■ EXERCISE ■
Reproduce the lines below from the one that contains "Place a point on every instance of the white-edged" through the end, inclusive, and add nothing.

——————

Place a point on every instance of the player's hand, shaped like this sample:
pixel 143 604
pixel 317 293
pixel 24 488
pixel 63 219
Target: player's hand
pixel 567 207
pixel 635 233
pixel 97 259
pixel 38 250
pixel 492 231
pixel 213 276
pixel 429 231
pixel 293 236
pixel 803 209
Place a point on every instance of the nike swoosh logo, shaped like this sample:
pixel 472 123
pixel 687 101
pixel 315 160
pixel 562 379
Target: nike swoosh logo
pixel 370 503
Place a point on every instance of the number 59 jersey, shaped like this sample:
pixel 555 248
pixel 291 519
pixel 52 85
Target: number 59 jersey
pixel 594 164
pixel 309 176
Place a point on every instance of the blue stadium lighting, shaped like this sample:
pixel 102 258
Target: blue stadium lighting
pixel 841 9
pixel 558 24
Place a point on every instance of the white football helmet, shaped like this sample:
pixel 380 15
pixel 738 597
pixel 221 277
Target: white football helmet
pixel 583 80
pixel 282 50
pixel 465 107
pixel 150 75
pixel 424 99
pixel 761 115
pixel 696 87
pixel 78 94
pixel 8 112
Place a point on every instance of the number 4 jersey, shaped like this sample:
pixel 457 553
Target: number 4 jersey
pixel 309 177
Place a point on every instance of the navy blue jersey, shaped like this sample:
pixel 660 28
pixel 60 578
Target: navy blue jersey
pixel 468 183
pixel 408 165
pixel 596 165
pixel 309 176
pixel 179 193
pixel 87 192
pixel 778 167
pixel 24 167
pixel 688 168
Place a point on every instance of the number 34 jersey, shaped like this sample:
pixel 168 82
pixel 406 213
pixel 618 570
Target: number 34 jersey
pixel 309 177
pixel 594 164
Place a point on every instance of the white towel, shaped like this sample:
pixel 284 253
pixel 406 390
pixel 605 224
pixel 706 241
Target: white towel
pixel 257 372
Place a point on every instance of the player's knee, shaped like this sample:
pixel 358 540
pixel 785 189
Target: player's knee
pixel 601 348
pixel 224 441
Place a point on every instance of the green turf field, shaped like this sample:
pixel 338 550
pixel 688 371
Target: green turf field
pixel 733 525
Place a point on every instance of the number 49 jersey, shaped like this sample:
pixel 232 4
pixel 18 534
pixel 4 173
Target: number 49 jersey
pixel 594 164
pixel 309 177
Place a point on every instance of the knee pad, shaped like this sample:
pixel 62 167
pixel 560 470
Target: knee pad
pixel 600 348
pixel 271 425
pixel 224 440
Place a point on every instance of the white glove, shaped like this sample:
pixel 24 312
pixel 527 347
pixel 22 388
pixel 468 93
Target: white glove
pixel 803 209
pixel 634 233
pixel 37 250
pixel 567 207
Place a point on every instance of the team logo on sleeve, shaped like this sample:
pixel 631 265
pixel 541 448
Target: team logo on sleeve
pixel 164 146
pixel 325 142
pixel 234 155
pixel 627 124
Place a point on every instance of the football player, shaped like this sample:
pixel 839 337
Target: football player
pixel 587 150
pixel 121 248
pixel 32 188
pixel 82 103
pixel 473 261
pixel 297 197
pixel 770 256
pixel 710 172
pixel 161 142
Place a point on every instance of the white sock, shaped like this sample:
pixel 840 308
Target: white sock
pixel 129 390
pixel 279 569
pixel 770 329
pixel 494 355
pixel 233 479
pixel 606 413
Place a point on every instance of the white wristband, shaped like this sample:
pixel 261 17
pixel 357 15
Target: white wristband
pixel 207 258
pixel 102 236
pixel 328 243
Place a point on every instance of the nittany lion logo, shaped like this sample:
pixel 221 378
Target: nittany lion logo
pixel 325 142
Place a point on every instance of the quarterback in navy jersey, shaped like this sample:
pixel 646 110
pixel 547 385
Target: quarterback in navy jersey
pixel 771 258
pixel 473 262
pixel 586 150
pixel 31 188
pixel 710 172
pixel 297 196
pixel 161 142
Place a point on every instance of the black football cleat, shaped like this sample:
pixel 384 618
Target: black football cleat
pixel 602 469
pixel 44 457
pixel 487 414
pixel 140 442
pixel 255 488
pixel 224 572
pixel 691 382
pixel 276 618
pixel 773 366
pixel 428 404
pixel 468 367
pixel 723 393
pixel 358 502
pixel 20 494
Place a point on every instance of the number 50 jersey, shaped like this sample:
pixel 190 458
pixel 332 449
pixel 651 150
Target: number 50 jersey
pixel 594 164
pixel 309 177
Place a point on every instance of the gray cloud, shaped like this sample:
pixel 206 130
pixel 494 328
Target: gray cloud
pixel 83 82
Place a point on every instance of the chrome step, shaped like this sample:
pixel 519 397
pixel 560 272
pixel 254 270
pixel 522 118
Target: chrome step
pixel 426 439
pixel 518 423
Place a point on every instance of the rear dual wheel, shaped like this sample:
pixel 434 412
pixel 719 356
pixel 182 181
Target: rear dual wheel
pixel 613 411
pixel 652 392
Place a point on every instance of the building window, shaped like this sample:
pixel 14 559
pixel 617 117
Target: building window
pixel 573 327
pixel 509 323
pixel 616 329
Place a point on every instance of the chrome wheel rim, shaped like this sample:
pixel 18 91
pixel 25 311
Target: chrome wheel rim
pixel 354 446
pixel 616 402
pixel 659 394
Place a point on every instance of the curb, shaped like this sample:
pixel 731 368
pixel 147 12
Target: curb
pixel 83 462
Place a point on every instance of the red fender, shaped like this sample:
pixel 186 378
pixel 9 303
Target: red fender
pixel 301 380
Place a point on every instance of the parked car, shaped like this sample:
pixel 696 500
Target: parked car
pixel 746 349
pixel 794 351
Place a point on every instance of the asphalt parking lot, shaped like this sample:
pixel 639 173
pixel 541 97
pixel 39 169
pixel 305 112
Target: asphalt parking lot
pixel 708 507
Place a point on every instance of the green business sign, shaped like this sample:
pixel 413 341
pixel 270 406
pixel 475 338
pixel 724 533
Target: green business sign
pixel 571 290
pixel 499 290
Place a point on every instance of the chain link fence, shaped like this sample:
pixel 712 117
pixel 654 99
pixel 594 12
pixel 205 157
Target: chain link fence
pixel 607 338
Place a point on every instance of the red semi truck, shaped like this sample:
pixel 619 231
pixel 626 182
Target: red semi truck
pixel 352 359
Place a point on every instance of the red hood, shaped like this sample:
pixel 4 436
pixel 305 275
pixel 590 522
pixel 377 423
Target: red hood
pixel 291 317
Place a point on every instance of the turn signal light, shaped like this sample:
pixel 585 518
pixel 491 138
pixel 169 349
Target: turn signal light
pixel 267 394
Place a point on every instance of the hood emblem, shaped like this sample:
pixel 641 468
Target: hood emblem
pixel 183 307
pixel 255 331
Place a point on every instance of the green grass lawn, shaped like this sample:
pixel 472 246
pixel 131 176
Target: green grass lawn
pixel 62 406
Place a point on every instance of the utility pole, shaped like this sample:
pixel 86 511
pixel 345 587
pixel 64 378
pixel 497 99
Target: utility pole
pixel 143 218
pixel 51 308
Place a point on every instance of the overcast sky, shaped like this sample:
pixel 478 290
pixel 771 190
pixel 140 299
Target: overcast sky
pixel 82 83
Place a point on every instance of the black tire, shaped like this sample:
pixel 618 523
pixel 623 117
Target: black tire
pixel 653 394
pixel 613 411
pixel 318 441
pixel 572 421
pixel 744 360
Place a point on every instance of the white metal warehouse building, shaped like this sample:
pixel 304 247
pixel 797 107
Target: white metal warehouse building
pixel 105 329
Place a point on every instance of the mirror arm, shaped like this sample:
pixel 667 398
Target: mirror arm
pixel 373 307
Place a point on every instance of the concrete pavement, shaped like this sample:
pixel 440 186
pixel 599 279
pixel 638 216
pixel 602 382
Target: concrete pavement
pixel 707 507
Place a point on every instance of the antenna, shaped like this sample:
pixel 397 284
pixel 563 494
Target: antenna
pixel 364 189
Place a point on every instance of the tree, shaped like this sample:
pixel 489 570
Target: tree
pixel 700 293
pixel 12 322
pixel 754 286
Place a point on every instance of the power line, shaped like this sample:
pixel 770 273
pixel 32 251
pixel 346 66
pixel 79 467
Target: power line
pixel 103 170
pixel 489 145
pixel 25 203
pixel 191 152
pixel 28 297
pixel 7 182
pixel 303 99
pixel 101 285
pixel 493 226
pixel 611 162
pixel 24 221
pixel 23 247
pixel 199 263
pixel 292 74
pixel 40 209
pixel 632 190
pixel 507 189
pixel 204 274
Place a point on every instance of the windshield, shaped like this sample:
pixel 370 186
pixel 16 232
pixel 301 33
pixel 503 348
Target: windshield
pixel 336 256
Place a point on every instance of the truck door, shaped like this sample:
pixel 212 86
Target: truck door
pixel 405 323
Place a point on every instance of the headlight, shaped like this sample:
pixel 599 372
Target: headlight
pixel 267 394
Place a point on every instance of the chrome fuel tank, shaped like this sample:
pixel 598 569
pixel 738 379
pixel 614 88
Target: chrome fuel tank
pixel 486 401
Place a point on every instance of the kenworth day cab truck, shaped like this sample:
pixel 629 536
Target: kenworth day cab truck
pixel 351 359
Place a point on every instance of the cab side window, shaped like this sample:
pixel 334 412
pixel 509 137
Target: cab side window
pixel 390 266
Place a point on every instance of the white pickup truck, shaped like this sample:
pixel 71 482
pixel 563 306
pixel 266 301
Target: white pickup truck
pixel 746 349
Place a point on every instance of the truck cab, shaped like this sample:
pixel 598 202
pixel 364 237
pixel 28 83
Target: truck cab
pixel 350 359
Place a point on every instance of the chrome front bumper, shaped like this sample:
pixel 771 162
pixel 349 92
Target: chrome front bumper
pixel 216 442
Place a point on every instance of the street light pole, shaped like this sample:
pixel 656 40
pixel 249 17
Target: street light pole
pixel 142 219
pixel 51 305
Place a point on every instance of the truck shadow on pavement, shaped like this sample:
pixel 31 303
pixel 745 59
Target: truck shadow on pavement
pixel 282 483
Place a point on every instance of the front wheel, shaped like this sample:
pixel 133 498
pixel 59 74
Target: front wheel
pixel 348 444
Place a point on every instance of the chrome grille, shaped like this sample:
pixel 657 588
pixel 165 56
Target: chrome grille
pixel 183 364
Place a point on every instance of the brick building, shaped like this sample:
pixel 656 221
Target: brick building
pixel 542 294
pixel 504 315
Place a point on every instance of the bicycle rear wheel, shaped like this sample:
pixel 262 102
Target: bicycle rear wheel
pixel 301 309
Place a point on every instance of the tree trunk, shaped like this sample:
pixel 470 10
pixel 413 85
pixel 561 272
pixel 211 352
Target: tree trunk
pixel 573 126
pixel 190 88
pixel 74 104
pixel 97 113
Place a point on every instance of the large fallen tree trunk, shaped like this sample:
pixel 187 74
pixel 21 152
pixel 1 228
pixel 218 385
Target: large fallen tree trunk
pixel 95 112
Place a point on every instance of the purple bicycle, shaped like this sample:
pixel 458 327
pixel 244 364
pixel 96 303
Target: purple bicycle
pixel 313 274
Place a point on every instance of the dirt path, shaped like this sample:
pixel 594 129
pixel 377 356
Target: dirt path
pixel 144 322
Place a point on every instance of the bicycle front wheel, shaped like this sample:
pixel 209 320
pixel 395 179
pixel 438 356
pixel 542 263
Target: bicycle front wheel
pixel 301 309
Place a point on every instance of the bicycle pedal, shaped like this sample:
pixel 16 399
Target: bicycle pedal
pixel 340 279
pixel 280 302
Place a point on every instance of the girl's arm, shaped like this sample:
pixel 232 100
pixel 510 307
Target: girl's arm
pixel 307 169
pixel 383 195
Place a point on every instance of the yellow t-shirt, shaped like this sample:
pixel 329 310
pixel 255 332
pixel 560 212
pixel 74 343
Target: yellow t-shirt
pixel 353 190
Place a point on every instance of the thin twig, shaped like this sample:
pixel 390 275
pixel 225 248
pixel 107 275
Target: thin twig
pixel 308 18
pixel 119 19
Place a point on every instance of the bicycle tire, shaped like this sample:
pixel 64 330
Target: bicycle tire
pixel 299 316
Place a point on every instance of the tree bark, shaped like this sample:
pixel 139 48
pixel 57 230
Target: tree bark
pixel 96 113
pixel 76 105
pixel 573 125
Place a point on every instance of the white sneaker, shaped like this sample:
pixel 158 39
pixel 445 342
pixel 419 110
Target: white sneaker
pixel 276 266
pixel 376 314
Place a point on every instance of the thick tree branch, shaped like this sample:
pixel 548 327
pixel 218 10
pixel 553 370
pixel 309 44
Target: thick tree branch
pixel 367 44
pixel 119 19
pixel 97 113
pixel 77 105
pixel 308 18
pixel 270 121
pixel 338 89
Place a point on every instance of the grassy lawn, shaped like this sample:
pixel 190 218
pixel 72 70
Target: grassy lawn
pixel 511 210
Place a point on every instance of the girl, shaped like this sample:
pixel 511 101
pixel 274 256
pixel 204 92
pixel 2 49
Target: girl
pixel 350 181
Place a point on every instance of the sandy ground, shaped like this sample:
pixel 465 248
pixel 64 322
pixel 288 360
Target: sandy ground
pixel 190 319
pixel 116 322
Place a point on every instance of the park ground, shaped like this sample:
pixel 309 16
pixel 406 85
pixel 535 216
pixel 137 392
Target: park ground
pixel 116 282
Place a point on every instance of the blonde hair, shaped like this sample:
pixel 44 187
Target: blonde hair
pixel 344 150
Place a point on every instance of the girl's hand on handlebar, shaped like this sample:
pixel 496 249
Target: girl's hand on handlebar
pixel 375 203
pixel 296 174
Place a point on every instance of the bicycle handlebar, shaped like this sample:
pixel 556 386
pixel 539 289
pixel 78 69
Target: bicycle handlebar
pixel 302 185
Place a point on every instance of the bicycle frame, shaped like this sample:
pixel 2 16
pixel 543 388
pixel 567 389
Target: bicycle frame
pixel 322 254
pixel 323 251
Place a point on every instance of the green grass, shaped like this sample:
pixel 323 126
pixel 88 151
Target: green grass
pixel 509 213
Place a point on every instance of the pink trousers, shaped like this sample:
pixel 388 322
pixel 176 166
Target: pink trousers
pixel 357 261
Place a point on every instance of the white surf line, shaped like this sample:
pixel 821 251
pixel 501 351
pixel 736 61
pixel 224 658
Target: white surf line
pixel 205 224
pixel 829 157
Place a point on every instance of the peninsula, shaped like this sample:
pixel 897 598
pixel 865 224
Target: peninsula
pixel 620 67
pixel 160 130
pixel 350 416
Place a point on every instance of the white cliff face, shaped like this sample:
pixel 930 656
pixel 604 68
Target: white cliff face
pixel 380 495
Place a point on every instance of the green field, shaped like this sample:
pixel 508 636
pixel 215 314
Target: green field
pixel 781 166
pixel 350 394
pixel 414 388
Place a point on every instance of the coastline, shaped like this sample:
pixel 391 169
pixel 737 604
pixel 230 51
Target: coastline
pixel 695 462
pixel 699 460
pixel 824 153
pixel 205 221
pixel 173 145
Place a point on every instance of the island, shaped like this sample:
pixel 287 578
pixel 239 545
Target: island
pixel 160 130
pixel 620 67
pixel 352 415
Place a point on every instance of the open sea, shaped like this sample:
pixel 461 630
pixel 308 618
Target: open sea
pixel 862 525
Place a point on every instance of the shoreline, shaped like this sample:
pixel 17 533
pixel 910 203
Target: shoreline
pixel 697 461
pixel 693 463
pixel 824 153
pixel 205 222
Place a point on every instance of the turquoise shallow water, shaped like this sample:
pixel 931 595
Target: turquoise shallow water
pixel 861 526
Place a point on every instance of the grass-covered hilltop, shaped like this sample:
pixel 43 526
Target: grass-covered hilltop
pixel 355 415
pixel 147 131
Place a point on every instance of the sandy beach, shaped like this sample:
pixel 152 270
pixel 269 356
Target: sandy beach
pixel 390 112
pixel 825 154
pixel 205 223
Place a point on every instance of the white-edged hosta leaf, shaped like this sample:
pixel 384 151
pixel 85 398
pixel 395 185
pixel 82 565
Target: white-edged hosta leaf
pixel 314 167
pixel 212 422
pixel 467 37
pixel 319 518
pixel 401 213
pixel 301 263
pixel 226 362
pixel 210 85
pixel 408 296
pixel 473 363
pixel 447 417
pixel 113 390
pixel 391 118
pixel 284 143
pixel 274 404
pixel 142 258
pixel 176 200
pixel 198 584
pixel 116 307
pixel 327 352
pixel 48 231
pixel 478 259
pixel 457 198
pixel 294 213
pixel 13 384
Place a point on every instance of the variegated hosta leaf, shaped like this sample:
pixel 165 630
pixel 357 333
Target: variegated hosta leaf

——————

■ RESPONSE TO THIS TASK ■
Place a point on every instance of the white-edged hosta leaf, shaped like this sample:
pixel 384 151
pixel 85 398
pixel 395 185
pixel 82 565
Target: white-edged hosta leaf
pixel 314 167
pixel 212 422
pixel 467 37
pixel 319 518
pixel 401 213
pixel 301 263
pixel 226 362
pixel 210 85
pixel 408 296
pixel 473 363
pixel 447 417
pixel 113 390
pixel 391 118
pixel 284 143
pixel 274 404
pixel 142 258
pixel 176 200
pixel 198 584
pixel 116 307
pixel 327 352
pixel 48 231
pixel 478 259
pixel 457 198
pixel 294 213
pixel 13 384
Place a point on every instance of the variegated hosta leaf, shaped like this sample:
pixel 165 630
pixel 357 333
Target: variegated hosta leaf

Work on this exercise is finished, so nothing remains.